Brano da leggere:
═══

La sezione scaligera del Carroccio ha tenuto una conferenza stampa nella quale ha spiegato le proprie motivazioni per votare a favore del "No" alle trivelle

La Lega Nord ha invitato i suoi militanti, simpatizzanti e tutti gli elettori in generale, a Votare Si al referendum del 17 aprile, con una conferenza stampa che si è tenuta nella mattinata di lunedì. A questa vi hanno partecipato il Presidente del Consiglio Comunale Luca Zanotto, il Segretario cittadino Lega Nord Verona, senatore Paolo Tosato e il Segretario Provinciale Lega Nord scaligera Paolo Paternoster con Enrico Corsi, i quali hanno spiegato le proprie motivazioni per cui i cittadini italiani dovrebbero votare contro le trivellazioni petrolifere. Ecco la loro nota. 

Del problema causato dalle trivelle in mare, molte colpe le ha il governo Renzi: con il decreto Sblocca Italia il governo ha dichiarato “strategiche” le trivellazioni, esautorando di fatto Regioni ed Enti Locali da ogni decisione. Nel tentativo di boicottare il referendum, il governo ha negato il suo accorpamento con il voto delle Amministrative, causando un esborso di oltre 360 milioni di euro.
“Referendum Trivelle – difendi il tuo mare” è stato proposto da un comitato promotore proposto da 9 regioni: Basilicata, Marche, Puglia, Sardegna, Veneto, Calabria, Liguria, Campania e Molise.

═══

Dati forniti:
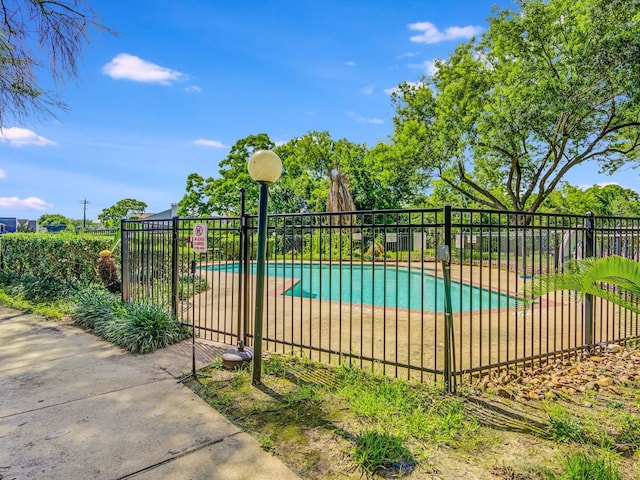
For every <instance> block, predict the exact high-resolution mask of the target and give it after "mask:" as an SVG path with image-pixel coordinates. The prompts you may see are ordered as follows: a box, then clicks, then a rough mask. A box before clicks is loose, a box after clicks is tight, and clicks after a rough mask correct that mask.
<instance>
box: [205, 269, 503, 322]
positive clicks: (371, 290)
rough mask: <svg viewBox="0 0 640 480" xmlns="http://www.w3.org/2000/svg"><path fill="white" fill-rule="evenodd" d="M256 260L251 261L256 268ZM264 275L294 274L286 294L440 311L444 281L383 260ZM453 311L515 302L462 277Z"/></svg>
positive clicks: (293, 269)
mask: <svg viewBox="0 0 640 480" xmlns="http://www.w3.org/2000/svg"><path fill="white" fill-rule="evenodd" d="M208 268H209V269H212V270H215V271H228V272H237V271H238V264H227V265H219V266H212V267H208ZM255 268H256V265H255V264H252V265H251V269H252V270H251V271H252V273H255ZM265 271H266V274H267V275H268V276H271V277H281V278H297V279H300V281H298V282H296V283H295V285H293V287H291V288H290V289H288V290H287V291H286V292H284V294H285V295H287V296H294V297H303V298H313V299H318V300H331V301H334V302H340V301H342V302H344V303H350V302H353V303H356V304H357V303H361V304H363V305H374V306H381V307H382V306H386V307H398V308H407V309H410V310H425V311H429V312H435V311H438V312H442V311H444V280H443V279H442V278H440V277H437V276H435V275H432V274H430V273H429V272H427V271H424V272H423V271H421V270H420V269H416V268H414V269H408V268H402V267H399V268H396V267H389V266H386V267H385V266H384V265H361V264H338V263H332V264H317V263H286V264H282V263H268V264H267V265H266V266H265ZM451 299H452V307H453V311H454V312H460V311H471V310H480V309H492V308H508V307H512V306H514V305H515V298H514V297H510V296H508V295H503V294H501V293H497V292H493V291H490V290H486V289H483V288H479V287H474V286H472V285H466V284H463V283H460V282H454V281H452V282H451Z"/></svg>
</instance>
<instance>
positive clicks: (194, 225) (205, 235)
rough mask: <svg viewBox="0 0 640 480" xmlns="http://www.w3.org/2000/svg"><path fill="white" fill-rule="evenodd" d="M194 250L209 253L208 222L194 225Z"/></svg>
mask: <svg viewBox="0 0 640 480" xmlns="http://www.w3.org/2000/svg"><path fill="white" fill-rule="evenodd" d="M193 251H194V252H197V253H207V224H206V223H196V224H195V225H194V226H193Z"/></svg>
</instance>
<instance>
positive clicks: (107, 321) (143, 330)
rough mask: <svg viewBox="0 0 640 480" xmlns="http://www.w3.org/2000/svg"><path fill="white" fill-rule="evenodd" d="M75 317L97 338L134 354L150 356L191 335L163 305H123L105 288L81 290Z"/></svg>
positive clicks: (142, 303)
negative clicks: (161, 349)
mask: <svg viewBox="0 0 640 480" xmlns="http://www.w3.org/2000/svg"><path fill="white" fill-rule="evenodd" d="M71 315H72V317H73V318H74V319H75V320H76V322H77V323H79V324H80V325H82V326H84V327H86V328H90V329H93V331H94V332H95V334H96V335H98V336H100V337H102V338H104V339H105V340H108V341H110V342H112V343H114V344H116V345H118V346H120V347H122V348H125V349H127V350H129V351H131V352H133V353H149V352H153V351H155V350H157V349H158V348H162V347H166V346H167V345H171V344H172V343H175V342H178V341H180V340H182V339H184V338H186V337H187V336H188V335H189V330H188V328H187V327H185V326H184V325H182V324H181V323H180V322H179V321H178V319H176V318H175V317H174V316H172V315H171V314H169V313H167V312H166V311H164V310H163V309H162V308H161V307H160V306H158V305H153V304H146V303H127V304H124V305H123V304H122V303H121V302H120V299H119V297H117V296H116V295H114V294H112V293H110V292H109V291H107V290H106V289H105V288H103V287H98V286H92V287H90V288H87V289H84V290H83V291H81V292H80V293H79V294H78V295H77V296H76V299H75V301H74V306H73V311H72V314H71Z"/></svg>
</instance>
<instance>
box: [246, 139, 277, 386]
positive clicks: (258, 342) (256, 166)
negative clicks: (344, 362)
mask: <svg viewBox="0 0 640 480" xmlns="http://www.w3.org/2000/svg"><path fill="white" fill-rule="evenodd" d="M247 169H248V170H249V175H251V178H252V179H253V180H254V181H256V182H258V183H259V184H260V209H259V211H258V258H257V265H256V267H257V268H256V303H255V307H256V308H255V315H254V331H253V343H254V345H253V379H252V383H253V384H254V385H258V384H259V383H260V376H261V374H262V320H263V307H264V264H265V258H266V256H267V255H266V254H267V201H268V197H269V185H271V184H272V183H273V182H275V181H276V180H278V179H279V178H280V175H281V174H282V161H281V160H280V157H278V155H276V154H275V153H273V152H272V151H270V150H258V151H256V152H254V154H253V155H251V158H249V162H248V164H247Z"/></svg>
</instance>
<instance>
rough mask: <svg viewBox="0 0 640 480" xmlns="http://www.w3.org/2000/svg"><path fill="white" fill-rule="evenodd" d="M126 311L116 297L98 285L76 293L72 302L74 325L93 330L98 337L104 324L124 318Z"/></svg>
mask: <svg viewBox="0 0 640 480" xmlns="http://www.w3.org/2000/svg"><path fill="white" fill-rule="evenodd" d="M126 315H127V311H126V309H125V307H124V305H123V304H122V302H121V301H120V298H119V297H118V296H117V295H114V294H113V293H111V292H109V291H107V290H105V288H104V287H102V286H100V285H92V286H90V287H87V288H85V289H83V290H82V291H81V292H80V293H78V294H77V295H76V297H75V299H74V302H73V310H72V316H73V318H74V320H75V321H76V323H78V324H79V325H82V326H83V327H85V328H90V329H92V330H95V331H96V332H95V333H96V334H97V335H98V336H102V335H101V332H102V331H103V330H104V328H106V324H108V323H111V322H114V321H116V319H121V318H124V317H126Z"/></svg>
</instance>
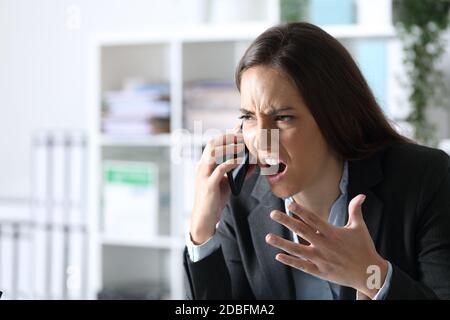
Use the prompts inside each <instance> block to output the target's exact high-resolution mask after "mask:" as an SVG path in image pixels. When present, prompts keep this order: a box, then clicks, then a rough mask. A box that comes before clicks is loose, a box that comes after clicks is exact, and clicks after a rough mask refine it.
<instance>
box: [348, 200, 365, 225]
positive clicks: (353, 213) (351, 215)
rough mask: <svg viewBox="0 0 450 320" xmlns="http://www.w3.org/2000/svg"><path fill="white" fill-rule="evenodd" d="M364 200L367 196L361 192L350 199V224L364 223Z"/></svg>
mask: <svg viewBox="0 0 450 320" xmlns="http://www.w3.org/2000/svg"><path fill="white" fill-rule="evenodd" d="M364 200H366V196H365V195H364V194H359V195H357V196H356V197H354V198H353V199H352V201H350V203H349V205H348V223H347V225H348V226H350V225H352V224H353V225H354V224H361V223H364V219H363V216H362V209H361V207H362V204H363V202H364Z"/></svg>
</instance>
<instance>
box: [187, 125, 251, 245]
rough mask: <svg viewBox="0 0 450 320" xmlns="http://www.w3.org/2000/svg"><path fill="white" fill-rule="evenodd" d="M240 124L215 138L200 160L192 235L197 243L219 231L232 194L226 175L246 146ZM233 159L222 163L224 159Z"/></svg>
mask: <svg viewBox="0 0 450 320" xmlns="http://www.w3.org/2000/svg"><path fill="white" fill-rule="evenodd" d="M239 128H240V125H239V126H236V127H235V128H234V130H233V132H232V133H229V134H225V135H221V136H218V137H216V138H213V139H211V140H210V141H209V142H208V143H207V145H206V147H205V149H204V151H203V154H202V157H201V159H200V161H199V162H198V163H197V169H196V178H195V198H194V208H193V211H192V216H191V223H190V230H189V231H190V234H191V239H192V241H193V243H194V244H202V243H204V242H206V241H207V240H208V239H209V238H211V237H212V236H213V235H214V233H215V231H216V224H217V223H218V222H219V220H220V215H221V213H222V210H223V208H224V207H225V205H226V203H227V201H228V198H229V197H230V185H229V182H228V178H227V177H226V176H225V174H226V173H227V172H228V171H230V170H232V169H234V168H236V167H237V166H238V165H239V164H240V163H241V162H242V161H243V158H242V157H238V158H236V159H234V157H233V156H232V155H233V154H240V153H242V151H244V149H245V144H244V139H243V136H242V133H241V132H239ZM225 156H227V158H231V159H229V160H227V161H225V162H222V158H223V157H225Z"/></svg>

═══

Compiti da svolgere:
a: Indica se ciascuna affermazione concorda con il brano sul referendum delle trivelle, rispondendo sì o no e citando le parole decisive del brano.
(i) La conferenza stampa si è tenuta nella mattinata di lunedì.
(ii) Il governo ha accettato di accorpare il referendum al voto delle Amministrative.
(iii) Il Veneto è tra le regioni che hanno proposto il comitato promotore.
b: Modifica il brano sul referendum delle trivelle: riporta tutto il tratto che va da "La Lega Nord" giù fino a "la loro nota.", mettendo "deputato" al posto di "senatore".
c: Rispondi a queste domande sul brano sul referendum delle trivelle.
(i) Chi era il Presidente del Consiglio Comunale presente alla conferenza stampa?
(ii) A quanto ammonta l'esborso causato dal mancato accorpamento con le Amministrative?
(iii) Con quale decreto il governo ha dichiarato "strategiche" le trivellazioni?

Soluzioni degli esercizi:
a:
(i) Sì: "con una conferenza stampa che si è tenuta nella mattinata di lunedì".
(ii) No: "il governo ha negato il suo accorpamento con il voto delle Amministrative".
(iii) Sì: "proposto da 9 regioni: Basilicata, Marche, Puglia, Sardegna, Veneto, Calabria, Liguria, Campania e Molise".

b:
La Lega Nord ha invitato i suoi militanti, simpatizzanti e tutti gli elettori in generale, a Votare Si al referendum del 17 aprile, con una conferenza stampa che si è tenuta nella mattinata di lunedì. A questa vi hanno partecipato il Presidente del Consiglio Comunale Luca Zanotto, il Segretario cittadino Lega Nord Verona, deputato Paolo Tosato e il Segretario Provinciale Lega Nord scaligera Paolo Paternoster con Enrico Corsi, i quali hanno spiegato le proprie motivazioni per cui i cittadini italiani dovrebbero votare contro le trivellazioni petrolifere. Ecco la loro nota.

c:
(i) Luca Zanotto.
(ii) Oltre 360 milioni di euro.
(iii) Con il decreto Sblocca Italia.